## Document section
Galesville, Maryland

Story Narrative:

Screenshot from video documentary on Galesville Rosenwald School, showing an African American woman wearing glasses and a black-and-white top.

Residents of Galesville, Maryland reminisce about attending Galesville's Rosenwald School, which operated from 1929 to 1956. Made possible by a grant from Julius Rosenwald, who funded up to half the cost of building schools for low-income communities, the school was opened to replace the segregated schoolhouse that had burned down the year before. It closed in 1956, when local students were bussed elsewhere, but remains a fixture in the community as the Galesville Community Center.

Speaker 1: The school was built in 1929, as a one room school and..

Speaker 2: [0:16] I enjoyed the school more about being the community. So in that it for the school cause I learned more about it. Since I were coming back and be a member of that community. then I was in school.

Speaker 3: [0:30] . . . because there was a lot of entertainment going on here. Where we didn't have other places to go, you know, to do this.

Speaker 4: [0:40] We can help somebody else that might need help, to become

Speaker 5: [0:46] And I thank God for that.

Speaker 6: [0:51] I had Ms. Merrit Gray.

Speaker 7: [0:53] Who would in the winter time, Would make soup. For lunch, for the kids. On the potbelly stoves, so you know!

## Raw data
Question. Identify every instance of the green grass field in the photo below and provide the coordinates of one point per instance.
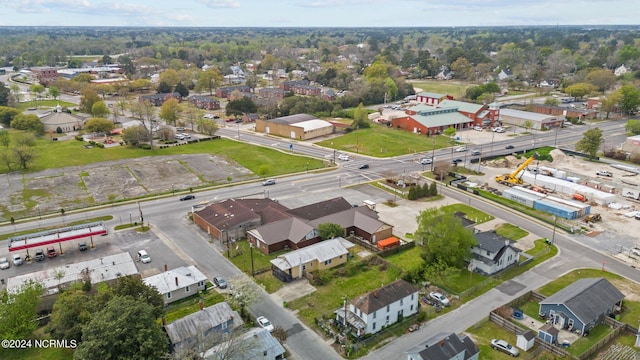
(456, 89)
(386, 142)
(263, 161)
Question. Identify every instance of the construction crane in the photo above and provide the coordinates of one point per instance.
(513, 179)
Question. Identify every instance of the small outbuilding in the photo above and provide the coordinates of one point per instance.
(548, 334)
(525, 341)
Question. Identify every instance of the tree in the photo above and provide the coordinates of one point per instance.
(135, 135)
(182, 90)
(4, 95)
(99, 109)
(7, 114)
(18, 310)
(207, 126)
(98, 125)
(28, 122)
(72, 310)
(629, 99)
(330, 231)
(134, 286)
(125, 328)
(444, 237)
(590, 142)
(170, 111)
(633, 127)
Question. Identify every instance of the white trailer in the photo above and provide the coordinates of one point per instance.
(631, 193)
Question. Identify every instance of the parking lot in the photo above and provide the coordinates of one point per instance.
(117, 242)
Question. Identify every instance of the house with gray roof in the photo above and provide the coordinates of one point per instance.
(445, 346)
(582, 305)
(256, 343)
(298, 126)
(493, 253)
(178, 283)
(209, 324)
(289, 233)
(369, 313)
(321, 256)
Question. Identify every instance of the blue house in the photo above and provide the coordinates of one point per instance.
(581, 305)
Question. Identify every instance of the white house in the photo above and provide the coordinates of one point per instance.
(177, 283)
(493, 253)
(621, 70)
(384, 306)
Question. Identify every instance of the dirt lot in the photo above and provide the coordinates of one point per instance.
(76, 187)
(614, 226)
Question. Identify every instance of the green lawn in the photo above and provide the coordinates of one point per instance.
(351, 280)
(511, 231)
(457, 89)
(472, 213)
(386, 142)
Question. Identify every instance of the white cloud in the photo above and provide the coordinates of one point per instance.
(220, 3)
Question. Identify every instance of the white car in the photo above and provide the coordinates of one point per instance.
(265, 323)
(441, 299)
(17, 260)
(505, 347)
(144, 257)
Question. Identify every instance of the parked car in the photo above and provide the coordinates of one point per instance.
(17, 260)
(39, 256)
(441, 299)
(144, 257)
(505, 347)
(264, 323)
(51, 252)
(220, 282)
(4, 264)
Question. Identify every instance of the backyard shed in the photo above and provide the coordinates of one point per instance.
(388, 243)
(548, 333)
(526, 340)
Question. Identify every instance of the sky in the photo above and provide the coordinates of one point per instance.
(317, 13)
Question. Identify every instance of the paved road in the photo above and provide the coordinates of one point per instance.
(572, 255)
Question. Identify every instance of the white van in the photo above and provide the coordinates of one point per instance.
(144, 257)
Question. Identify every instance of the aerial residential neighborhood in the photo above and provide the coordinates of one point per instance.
(319, 193)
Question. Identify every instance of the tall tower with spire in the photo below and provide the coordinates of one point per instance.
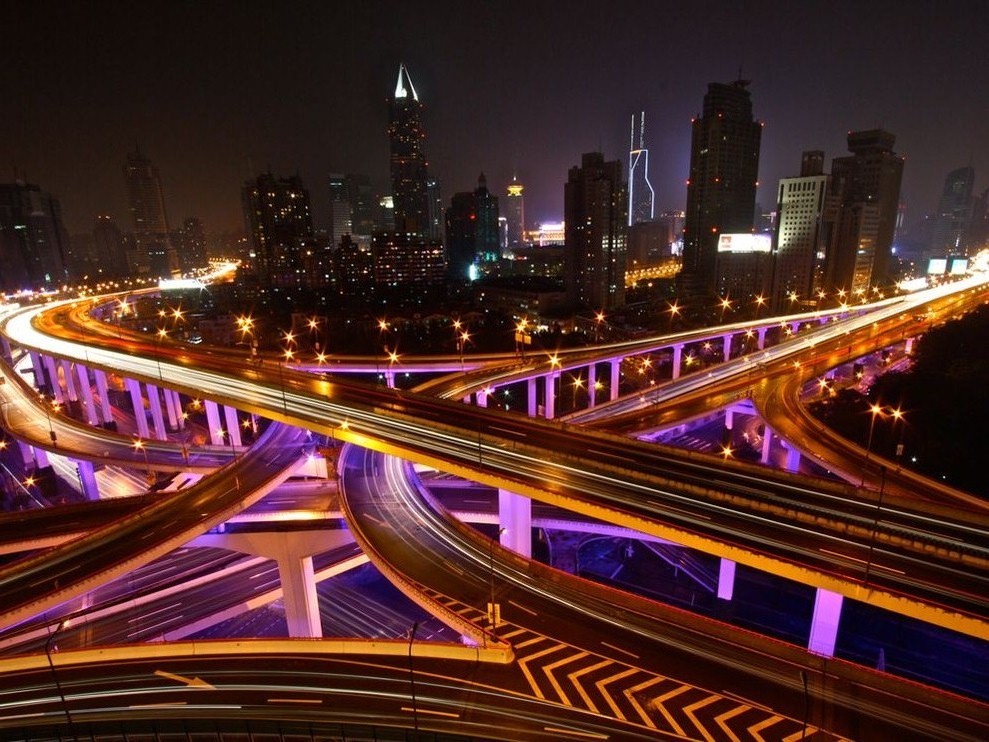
(641, 196)
(408, 161)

## Exercises to complete
1/ According to the Galesville school text, what does the former Rosenwald School building serve as today?
2/ List every bracketed timestamp in the Galesville school text.
3/ Reproduce the stretch of the Galesville school text from "Speaker 1: The" through "God for that.".

## Task-by-task solutions
1/ It serves as the Galesville Community Center.

2/ 0:16, 0:30, 0:40, 0:46, 0:51, 0:53

3/
Speaker 1: The school was built in 1929, as a one room school and..

Speaker 2: [0:16] I enjoyed the school more about being the community. So in that it for the school cause I learned more about it. Since I were coming back and be a member of that community. then I was in school.

Speaker 3: [0:30] . . . because there was a lot of entertainment going on here. Where we didn't have other places to go, you know, to do this.

Speaker 4: [0:40] We can help somebody else that might need help, to become

Speaker 5: [0:46] And I thank God for that.